PROBLEM -
Give back the whole listing exactly as written, pictures excluded.

GIVEN INFORMATION -
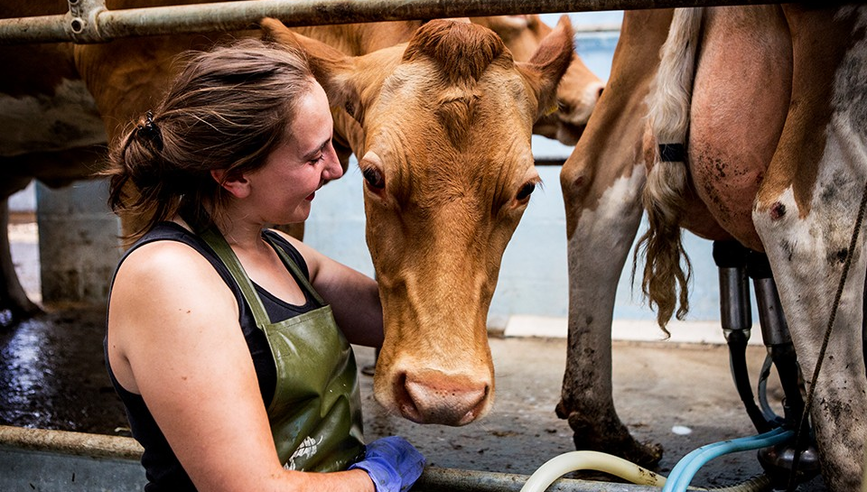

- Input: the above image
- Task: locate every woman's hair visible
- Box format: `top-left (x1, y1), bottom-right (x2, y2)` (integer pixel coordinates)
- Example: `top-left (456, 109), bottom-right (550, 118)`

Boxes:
top-left (105, 38), bottom-right (316, 242)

ANSWER TO THIS EXERCISE -
- Input: the above image
- Task: locate every woman's hair visible
- Box format: `top-left (x1, y1), bottom-right (x2, y2)` (integer pixel coordinates)
- Example: `top-left (456, 109), bottom-right (550, 118)`

Boxes:
top-left (105, 38), bottom-right (316, 242)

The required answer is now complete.